WORK INSTRUCTIONS » Show every line in the rows below that contains the word "chimney", copying each such line in full.

EXTRACTED RECORDS »

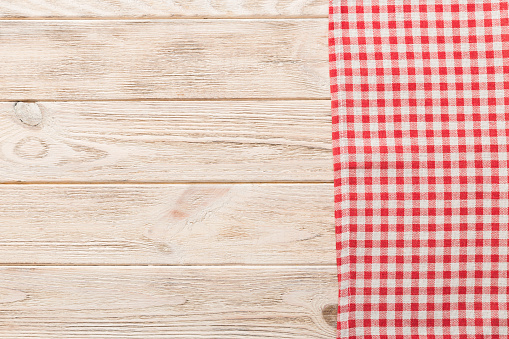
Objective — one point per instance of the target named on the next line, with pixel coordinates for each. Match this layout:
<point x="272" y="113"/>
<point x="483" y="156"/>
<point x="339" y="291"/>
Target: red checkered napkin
<point x="420" y="94"/>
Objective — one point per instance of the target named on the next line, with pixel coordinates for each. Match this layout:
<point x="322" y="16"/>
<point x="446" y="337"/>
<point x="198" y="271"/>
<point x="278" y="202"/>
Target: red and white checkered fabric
<point x="420" y="97"/>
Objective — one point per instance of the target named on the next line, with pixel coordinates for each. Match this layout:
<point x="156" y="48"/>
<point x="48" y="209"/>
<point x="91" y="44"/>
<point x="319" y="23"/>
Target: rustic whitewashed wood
<point x="167" y="224"/>
<point x="162" y="8"/>
<point x="166" y="141"/>
<point x="168" y="302"/>
<point x="163" y="59"/>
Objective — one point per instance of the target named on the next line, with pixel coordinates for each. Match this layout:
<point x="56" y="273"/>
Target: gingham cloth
<point x="420" y="97"/>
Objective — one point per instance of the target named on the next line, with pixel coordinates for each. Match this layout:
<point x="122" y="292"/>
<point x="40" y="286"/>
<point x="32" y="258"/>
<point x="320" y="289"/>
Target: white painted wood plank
<point x="163" y="59"/>
<point x="167" y="224"/>
<point x="162" y="8"/>
<point x="171" y="302"/>
<point x="166" y="141"/>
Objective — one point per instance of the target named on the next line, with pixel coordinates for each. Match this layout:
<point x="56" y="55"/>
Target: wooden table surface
<point x="166" y="170"/>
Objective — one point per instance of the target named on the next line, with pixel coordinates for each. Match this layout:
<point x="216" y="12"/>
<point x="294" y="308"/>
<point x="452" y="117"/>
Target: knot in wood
<point x="29" y="113"/>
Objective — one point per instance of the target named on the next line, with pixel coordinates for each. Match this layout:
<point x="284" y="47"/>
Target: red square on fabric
<point x="420" y="137"/>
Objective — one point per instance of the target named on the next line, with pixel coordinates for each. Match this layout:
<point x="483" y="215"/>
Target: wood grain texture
<point x="162" y="8"/>
<point x="235" y="141"/>
<point x="148" y="303"/>
<point x="163" y="59"/>
<point x="273" y="224"/>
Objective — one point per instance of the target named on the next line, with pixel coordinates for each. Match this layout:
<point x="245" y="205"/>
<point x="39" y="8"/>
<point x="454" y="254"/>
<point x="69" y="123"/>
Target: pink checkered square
<point x="420" y="98"/>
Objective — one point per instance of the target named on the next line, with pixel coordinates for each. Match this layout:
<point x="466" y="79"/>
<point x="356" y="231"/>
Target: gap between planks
<point x="138" y="183"/>
<point x="135" y="18"/>
<point x="168" y="99"/>
<point x="169" y="266"/>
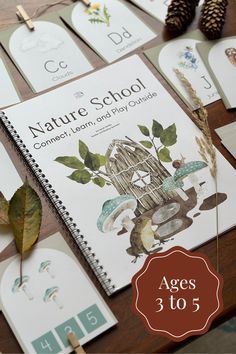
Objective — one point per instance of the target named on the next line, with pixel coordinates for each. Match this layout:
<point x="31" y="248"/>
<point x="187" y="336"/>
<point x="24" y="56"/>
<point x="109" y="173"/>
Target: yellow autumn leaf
<point x="25" y="216"/>
<point x="4" y="205"/>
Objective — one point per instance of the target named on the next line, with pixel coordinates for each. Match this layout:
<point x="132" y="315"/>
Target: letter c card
<point x="109" y="27"/>
<point x="47" y="56"/>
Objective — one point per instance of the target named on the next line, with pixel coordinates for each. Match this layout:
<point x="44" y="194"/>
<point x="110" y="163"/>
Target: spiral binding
<point x="78" y="237"/>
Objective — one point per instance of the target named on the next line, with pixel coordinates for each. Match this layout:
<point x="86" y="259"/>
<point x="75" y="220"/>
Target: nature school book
<point x="118" y="158"/>
<point x="108" y="26"/>
<point x="181" y="53"/>
<point x="47" y="56"/>
<point x="55" y="297"/>
<point x="156" y="8"/>
<point x="8" y="92"/>
<point x="9" y="182"/>
<point x="220" y="58"/>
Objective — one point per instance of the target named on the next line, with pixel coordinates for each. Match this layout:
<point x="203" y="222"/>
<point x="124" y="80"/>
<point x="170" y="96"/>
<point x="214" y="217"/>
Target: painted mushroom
<point x="142" y="238"/>
<point x="45" y="267"/>
<point x="22" y="285"/>
<point x="169" y="185"/>
<point x="52" y="294"/>
<point x="117" y="213"/>
<point x="188" y="170"/>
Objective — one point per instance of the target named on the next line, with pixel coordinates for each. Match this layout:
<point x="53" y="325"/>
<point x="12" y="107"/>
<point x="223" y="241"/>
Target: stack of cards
<point x="227" y="133"/>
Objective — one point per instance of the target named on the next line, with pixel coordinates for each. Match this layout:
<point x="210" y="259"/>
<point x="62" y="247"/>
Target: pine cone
<point x="213" y="18"/>
<point x="180" y="14"/>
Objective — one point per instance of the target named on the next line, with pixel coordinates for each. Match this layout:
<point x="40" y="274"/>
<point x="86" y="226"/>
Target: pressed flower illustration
<point x="98" y="15"/>
<point x="189" y="61"/>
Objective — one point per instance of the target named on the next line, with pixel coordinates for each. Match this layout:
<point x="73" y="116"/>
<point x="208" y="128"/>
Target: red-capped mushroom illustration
<point x="21" y="285"/>
<point x="51" y="294"/>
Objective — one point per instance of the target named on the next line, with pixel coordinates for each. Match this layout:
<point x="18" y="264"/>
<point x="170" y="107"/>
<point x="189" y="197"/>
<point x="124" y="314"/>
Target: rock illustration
<point x="51" y="294"/>
<point x="142" y="238"/>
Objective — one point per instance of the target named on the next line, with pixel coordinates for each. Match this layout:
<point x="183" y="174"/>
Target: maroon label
<point x="177" y="293"/>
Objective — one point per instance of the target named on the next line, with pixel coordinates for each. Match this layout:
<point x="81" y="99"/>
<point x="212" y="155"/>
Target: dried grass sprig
<point x="206" y="148"/>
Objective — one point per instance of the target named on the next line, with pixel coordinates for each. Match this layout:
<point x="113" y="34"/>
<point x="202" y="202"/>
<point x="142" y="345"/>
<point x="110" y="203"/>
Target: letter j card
<point x="109" y="27"/>
<point x="46" y="56"/>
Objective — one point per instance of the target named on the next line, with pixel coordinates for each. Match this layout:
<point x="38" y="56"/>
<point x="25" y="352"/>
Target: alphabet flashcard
<point x="47" y="56"/>
<point x="109" y="27"/>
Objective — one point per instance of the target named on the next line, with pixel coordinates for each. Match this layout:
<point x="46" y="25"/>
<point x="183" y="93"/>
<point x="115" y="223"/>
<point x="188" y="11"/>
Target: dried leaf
<point x="25" y="215"/>
<point x="144" y="130"/>
<point x="4" y="206"/>
<point x="147" y="144"/>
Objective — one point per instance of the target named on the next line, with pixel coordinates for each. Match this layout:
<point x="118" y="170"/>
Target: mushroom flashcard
<point x="51" y="294"/>
<point x="46" y="267"/>
<point x="21" y="285"/>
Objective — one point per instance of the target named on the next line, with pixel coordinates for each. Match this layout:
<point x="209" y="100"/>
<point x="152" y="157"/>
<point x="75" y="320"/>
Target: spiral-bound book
<point x="118" y="158"/>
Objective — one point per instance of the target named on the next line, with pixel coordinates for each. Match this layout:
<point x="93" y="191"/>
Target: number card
<point x="182" y="54"/>
<point x="47" y="56"/>
<point x="55" y="291"/>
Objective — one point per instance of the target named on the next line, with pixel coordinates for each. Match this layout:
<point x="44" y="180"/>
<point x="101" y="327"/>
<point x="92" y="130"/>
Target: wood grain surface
<point x="130" y="335"/>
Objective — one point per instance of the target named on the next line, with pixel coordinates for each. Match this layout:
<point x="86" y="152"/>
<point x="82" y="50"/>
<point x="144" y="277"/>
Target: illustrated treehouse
<point x="133" y="170"/>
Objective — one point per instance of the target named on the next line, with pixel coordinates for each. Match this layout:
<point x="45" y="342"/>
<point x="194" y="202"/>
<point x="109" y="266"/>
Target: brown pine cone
<point x="213" y="18"/>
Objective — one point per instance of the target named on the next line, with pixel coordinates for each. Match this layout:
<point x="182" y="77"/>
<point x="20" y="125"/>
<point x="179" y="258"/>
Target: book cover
<point x="120" y="154"/>
<point x="56" y="295"/>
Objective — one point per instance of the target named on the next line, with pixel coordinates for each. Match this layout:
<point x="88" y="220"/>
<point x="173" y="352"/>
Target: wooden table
<point x="129" y="336"/>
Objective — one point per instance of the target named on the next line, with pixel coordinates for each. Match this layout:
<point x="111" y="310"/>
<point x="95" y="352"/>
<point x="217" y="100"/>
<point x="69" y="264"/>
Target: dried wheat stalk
<point x="200" y="117"/>
<point x="205" y="144"/>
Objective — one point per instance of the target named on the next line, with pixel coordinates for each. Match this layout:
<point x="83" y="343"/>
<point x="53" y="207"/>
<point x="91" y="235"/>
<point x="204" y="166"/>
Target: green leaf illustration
<point x="25" y="216"/>
<point x="102" y="159"/>
<point x="83" y="149"/>
<point x="70" y="161"/>
<point x="106" y="15"/>
<point x="144" y="130"/>
<point x="4" y="206"/>
<point x="92" y="161"/>
<point x="99" y="181"/>
<point x="157" y="129"/>
<point x="82" y="177"/>
<point x="164" y="155"/>
<point x="168" y="136"/>
<point x="147" y="144"/>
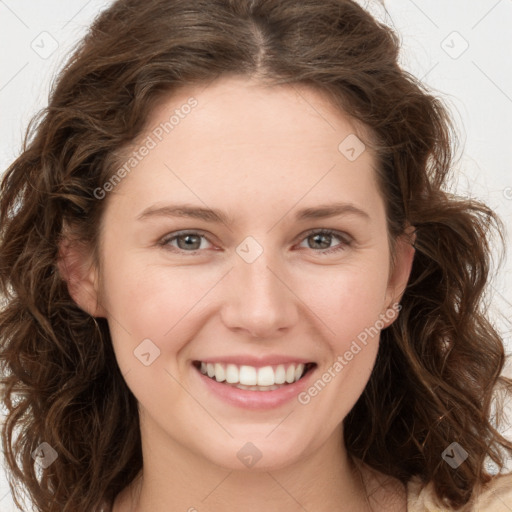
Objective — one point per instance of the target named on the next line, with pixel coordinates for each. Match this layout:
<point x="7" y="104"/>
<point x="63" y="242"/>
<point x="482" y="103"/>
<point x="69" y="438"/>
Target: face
<point x="268" y="281"/>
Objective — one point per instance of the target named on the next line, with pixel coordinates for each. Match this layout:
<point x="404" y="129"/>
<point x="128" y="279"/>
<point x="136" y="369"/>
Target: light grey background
<point x="461" y="49"/>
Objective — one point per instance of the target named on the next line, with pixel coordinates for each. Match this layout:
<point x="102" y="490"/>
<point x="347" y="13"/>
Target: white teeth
<point x="265" y="378"/>
<point x="248" y="376"/>
<point x="280" y="375"/>
<point x="220" y="374"/>
<point x="299" y="371"/>
<point x="290" y="374"/>
<point x="231" y="373"/>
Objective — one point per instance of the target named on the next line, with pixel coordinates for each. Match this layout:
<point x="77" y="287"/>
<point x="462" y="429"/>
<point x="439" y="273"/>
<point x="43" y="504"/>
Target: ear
<point x="75" y="264"/>
<point x="400" y="272"/>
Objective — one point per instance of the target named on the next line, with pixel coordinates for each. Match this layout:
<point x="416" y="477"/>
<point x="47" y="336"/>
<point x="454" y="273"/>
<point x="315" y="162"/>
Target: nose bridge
<point x="260" y="302"/>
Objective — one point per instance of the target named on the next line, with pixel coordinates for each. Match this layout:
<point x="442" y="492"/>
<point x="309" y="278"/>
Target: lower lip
<point x="248" y="399"/>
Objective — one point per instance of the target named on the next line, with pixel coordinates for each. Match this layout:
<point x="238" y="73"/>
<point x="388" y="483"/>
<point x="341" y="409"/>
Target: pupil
<point x="320" y="236"/>
<point x="187" y="240"/>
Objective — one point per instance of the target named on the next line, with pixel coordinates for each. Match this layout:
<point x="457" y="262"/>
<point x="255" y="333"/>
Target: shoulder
<point x="495" y="496"/>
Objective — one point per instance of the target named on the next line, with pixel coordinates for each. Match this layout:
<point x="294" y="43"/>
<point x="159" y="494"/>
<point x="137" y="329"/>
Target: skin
<point x="258" y="154"/>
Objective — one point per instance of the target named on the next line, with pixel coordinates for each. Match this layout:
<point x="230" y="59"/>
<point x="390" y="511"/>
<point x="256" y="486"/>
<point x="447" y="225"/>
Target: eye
<point x="189" y="241"/>
<point x="322" y="238"/>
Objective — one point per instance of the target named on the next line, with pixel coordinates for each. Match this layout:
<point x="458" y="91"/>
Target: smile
<point x="266" y="378"/>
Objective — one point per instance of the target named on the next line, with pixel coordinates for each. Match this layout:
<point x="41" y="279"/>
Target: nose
<point x="261" y="300"/>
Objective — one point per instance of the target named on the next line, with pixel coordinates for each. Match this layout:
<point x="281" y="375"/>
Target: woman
<point x="233" y="279"/>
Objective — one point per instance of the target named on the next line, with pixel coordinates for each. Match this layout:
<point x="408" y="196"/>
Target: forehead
<point x="236" y="139"/>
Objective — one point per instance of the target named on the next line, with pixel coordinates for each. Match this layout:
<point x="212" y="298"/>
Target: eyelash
<point x="341" y="236"/>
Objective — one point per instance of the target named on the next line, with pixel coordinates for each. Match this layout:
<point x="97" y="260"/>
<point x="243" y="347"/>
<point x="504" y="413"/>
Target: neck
<point x="174" y="477"/>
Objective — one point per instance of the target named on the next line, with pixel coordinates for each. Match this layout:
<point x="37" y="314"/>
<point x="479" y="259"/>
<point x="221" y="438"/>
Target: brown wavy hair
<point x="438" y="364"/>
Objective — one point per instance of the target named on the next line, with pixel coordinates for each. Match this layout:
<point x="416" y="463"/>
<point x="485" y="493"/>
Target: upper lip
<point x="257" y="362"/>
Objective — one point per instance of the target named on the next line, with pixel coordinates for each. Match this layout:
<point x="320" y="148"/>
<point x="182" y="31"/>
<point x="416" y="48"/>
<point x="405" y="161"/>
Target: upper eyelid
<point x="175" y="234"/>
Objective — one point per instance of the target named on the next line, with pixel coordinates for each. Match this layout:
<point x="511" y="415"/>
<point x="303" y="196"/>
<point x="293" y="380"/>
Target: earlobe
<point x="77" y="270"/>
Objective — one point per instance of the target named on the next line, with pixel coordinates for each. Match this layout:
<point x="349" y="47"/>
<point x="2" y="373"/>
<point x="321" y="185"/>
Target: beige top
<point x="496" y="496"/>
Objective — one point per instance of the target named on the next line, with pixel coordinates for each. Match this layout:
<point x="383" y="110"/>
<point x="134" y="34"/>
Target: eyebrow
<point x="217" y="216"/>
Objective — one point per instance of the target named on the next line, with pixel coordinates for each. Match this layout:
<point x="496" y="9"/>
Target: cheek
<point x="348" y="299"/>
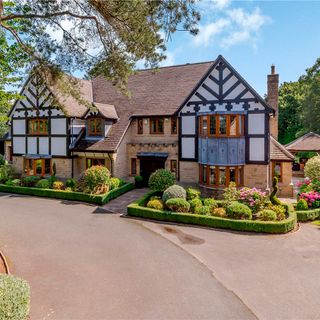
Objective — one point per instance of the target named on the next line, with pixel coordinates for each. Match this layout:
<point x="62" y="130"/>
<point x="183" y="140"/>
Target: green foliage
<point x="237" y="210"/>
<point x="174" y="191"/>
<point x="193" y="193"/>
<point x="161" y="179"/>
<point x="71" y="183"/>
<point x="43" y="184"/>
<point x="155" y="204"/>
<point x="194" y="204"/>
<point x="302" y="205"/>
<point x="95" y="177"/>
<point x="58" y="185"/>
<point x="30" y="181"/>
<point x="267" y="215"/>
<point x="312" y="168"/>
<point x="14" y="298"/>
<point x="178" y="205"/>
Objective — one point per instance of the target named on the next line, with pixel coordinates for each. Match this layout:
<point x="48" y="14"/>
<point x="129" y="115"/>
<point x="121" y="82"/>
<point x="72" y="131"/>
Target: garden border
<point x="69" y="195"/>
<point x="308" y="215"/>
<point x="136" y="209"/>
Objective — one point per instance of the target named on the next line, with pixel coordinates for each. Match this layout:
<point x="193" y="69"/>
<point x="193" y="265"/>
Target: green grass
<point x="138" y="209"/>
<point x="68" y="195"/>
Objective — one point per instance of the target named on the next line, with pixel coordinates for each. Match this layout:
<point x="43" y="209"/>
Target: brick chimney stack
<point x="273" y="99"/>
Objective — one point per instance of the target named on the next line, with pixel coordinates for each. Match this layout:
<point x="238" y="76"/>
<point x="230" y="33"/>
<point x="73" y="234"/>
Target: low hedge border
<point x="137" y="209"/>
<point x="69" y="195"/>
<point x="308" y="215"/>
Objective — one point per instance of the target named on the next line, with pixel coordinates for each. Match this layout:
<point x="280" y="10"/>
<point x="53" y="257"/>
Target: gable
<point x="223" y="89"/>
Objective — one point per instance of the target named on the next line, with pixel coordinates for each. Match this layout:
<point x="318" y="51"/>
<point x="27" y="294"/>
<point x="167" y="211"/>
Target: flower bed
<point x="139" y="209"/>
<point x="69" y="195"/>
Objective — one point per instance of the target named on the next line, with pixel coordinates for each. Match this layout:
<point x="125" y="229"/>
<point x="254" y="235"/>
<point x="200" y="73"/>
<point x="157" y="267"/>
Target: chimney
<point x="272" y="99"/>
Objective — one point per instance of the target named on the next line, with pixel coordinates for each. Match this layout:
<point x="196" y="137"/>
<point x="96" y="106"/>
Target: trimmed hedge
<point x="69" y="195"/>
<point x="137" y="209"/>
<point x="14" y="298"/>
<point x="308" y="215"/>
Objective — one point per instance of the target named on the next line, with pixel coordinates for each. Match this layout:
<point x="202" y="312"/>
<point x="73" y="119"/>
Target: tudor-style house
<point x="202" y="121"/>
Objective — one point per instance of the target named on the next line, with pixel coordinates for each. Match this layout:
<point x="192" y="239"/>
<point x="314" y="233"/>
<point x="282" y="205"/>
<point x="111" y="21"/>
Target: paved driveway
<point x="83" y="264"/>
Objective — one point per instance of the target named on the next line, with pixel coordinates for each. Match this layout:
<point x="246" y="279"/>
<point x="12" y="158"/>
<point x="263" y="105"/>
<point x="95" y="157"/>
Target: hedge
<point x="69" y="195"/>
<point x="308" y="215"/>
<point x="14" y="298"/>
<point x="137" y="209"/>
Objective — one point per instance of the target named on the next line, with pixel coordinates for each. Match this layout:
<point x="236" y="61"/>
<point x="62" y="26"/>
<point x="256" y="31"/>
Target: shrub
<point x="279" y="210"/>
<point x="94" y="177"/>
<point x="174" y="191"/>
<point x="302" y="204"/>
<point x="71" y="183"/>
<point x="43" y="184"/>
<point x="58" y="185"/>
<point x="312" y="168"/>
<point x="14" y="298"/>
<point x="194" y="204"/>
<point x="155" y="204"/>
<point x="219" y="212"/>
<point x="192" y="193"/>
<point x="267" y="215"/>
<point x="237" y="210"/>
<point x="203" y="210"/>
<point x="210" y="202"/>
<point x="161" y="179"/>
<point x="178" y="205"/>
<point x="30" y="181"/>
<point x="116" y="183"/>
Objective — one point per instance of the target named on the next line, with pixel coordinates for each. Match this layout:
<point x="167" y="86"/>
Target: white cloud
<point x="234" y="27"/>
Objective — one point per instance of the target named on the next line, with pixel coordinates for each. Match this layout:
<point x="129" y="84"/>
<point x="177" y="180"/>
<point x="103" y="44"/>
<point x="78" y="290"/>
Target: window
<point x="133" y="166"/>
<point x="216" y="176"/>
<point x="174" y="125"/>
<point x="277" y="170"/>
<point x="95" y="127"/>
<point x="90" y="162"/>
<point x="173" y="166"/>
<point x="230" y="125"/>
<point x="140" y="126"/>
<point x="38" y="167"/>
<point x="156" y="126"/>
<point x="38" y="126"/>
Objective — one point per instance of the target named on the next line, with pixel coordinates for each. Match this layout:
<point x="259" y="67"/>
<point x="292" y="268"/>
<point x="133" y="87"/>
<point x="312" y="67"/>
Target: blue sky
<point x="252" y="35"/>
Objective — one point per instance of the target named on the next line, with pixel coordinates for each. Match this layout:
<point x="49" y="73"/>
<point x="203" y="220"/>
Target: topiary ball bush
<point x="312" y="168"/>
<point x="193" y="193"/>
<point x="174" y="191"/>
<point x="43" y="184"/>
<point x="267" y="215"/>
<point x="302" y="205"/>
<point x="178" y="205"/>
<point x="194" y="204"/>
<point x="14" y="298"/>
<point x="155" y="204"/>
<point x="237" y="210"/>
<point x="161" y="179"/>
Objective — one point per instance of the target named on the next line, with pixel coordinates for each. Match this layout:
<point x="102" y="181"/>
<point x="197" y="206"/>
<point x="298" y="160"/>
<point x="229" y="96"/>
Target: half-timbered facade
<point x="202" y="121"/>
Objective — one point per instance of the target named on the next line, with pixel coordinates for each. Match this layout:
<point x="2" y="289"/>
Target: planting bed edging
<point x="69" y="195"/>
<point x="137" y="209"/>
<point x="308" y="215"/>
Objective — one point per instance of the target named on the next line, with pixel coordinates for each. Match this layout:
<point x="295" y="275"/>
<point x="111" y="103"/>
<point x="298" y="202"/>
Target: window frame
<point x="156" y="119"/>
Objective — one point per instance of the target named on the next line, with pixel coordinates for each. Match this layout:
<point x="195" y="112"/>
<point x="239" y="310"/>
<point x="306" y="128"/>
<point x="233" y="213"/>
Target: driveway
<point x="83" y="263"/>
<point x="277" y="276"/>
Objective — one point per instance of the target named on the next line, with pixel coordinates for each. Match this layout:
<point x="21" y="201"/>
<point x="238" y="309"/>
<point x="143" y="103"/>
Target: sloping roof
<point x="153" y="93"/>
<point x="279" y="152"/>
<point x="308" y="142"/>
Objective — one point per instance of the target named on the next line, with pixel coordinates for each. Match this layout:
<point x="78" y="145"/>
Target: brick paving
<point x="119" y="205"/>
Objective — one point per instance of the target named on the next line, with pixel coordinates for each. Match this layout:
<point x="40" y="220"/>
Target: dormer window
<point x="95" y="127"/>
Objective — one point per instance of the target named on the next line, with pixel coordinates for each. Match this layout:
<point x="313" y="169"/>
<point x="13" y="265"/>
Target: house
<point x="202" y="121"/>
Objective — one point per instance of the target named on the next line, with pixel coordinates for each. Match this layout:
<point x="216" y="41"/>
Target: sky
<point x="252" y="35"/>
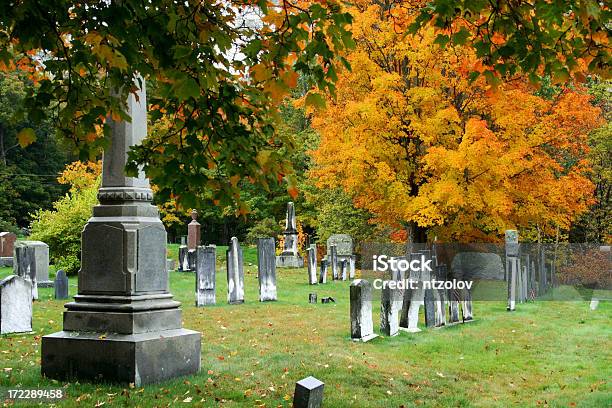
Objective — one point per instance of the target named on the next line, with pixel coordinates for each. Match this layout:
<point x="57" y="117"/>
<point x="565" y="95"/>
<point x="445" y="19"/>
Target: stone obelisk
<point x="123" y="325"/>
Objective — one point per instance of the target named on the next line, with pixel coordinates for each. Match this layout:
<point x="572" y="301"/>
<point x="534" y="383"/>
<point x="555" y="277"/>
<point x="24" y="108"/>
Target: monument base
<point x="6" y="261"/>
<point x="140" y="359"/>
<point x="289" y="261"/>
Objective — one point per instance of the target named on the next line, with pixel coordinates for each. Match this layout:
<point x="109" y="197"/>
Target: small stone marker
<point x="312" y="265"/>
<point x="206" y="257"/>
<point x="323" y="274"/>
<point x="389" y="319"/>
<point x="15" y="305"/>
<point x="193" y="231"/>
<point x="61" y="285"/>
<point x="333" y="261"/>
<point x="362" y="327"/>
<point x="266" y="264"/>
<point x="235" y="273"/>
<point x="308" y="393"/>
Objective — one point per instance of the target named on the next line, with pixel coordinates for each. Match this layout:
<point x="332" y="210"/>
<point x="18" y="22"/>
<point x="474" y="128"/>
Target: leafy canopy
<point x="218" y="70"/>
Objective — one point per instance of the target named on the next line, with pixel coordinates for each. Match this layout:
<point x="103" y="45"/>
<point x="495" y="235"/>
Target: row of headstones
<point x="400" y="311"/>
<point x="341" y="266"/>
<point x="525" y="280"/>
<point x="202" y="260"/>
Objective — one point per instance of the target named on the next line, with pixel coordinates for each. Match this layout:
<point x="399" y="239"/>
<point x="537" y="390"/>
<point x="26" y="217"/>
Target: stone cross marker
<point x="290" y="258"/>
<point x="362" y="327"/>
<point x="7" y="243"/>
<point x="193" y="231"/>
<point x="61" y="285"/>
<point x="512" y="267"/>
<point x="266" y="267"/>
<point x="124" y="325"/>
<point x="389" y="316"/>
<point x="15" y="305"/>
<point x="312" y="265"/>
<point x="206" y="257"/>
<point x="308" y="393"/>
<point x="235" y="273"/>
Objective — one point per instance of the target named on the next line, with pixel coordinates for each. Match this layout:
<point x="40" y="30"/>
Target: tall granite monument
<point x="123" y="325"/>
<point x="290" y="258"/>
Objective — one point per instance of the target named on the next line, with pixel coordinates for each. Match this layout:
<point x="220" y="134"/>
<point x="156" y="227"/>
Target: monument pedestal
<point x="141" y="358"/>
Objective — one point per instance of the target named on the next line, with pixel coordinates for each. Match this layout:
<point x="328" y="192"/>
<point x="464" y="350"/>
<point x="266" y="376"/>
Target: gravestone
<point x="61" y="285"/>
<point x="266" y="269"/>
<point x="193" y="231"/>
<point x="512" y="267"/>
<point x="333" y="261"/>
<point x="7" y="243"/>
<point x="344" y="252"/>
<point x="235" y="273"/>
<point x="308" y="393"/>
<point x="187" y="259"/>
<point x="362" y="327"/>
<point x="123" y="325"/>
<point x="206" y="258"/>
<point x="312" y="265"/>
<point x="323" y="274"/>
<point x="290" y="258"/>
<point x="413" y="300"/>
<point x="15" y="305"/>
<point x="25" y="266"/>
<point x="389" y="319"/>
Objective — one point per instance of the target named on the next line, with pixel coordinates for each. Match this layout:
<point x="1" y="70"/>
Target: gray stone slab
<point x="235" y="273"/>
<point x="312" y="265"/>
<point x="206" y="261"/>
<point x="362" y="327"/>
<point x="308" y="393"/>
<point x="61" y="285"/>
<point x="389" y="314"/>
<point x="15" y="305"/>
<point x="266" y="267"/>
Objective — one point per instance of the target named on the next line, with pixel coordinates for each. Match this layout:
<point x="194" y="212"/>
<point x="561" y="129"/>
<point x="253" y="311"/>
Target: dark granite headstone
<point x="61" y="285"/>
<point x="308" y="393"/>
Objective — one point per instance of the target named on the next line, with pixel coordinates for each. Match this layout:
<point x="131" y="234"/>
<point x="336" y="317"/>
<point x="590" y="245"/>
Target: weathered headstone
<point x="312" y="265"/>
<point x="205" y="271"/>
<point x="389" y="319"/>
<point x="333" y="261"/>
<point x="187" y="259"/>
<point x="7" y="243"/>
<point x="25" y="265"/>
<point x="124" y="325"/>
<point x="266" y="269"/>
<point x="290" y="258"/>
<point x="61" y="285"/>
<point x="323" y="274"/>
<point x="235" y="273"/>
<point x="362" y="327"/>
<point x="344" y="252"/>
<point x="308" y="393"/>
<point x="512" y="267"/>
<point x="15" y="305"/>
<point x="193" y="231"/>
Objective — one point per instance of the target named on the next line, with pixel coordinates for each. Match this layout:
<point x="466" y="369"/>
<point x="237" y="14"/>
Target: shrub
<point x="61" y="227"/>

SOLUTION TO THE PROBLEM »
Target: brick chimney stack
Target: chimney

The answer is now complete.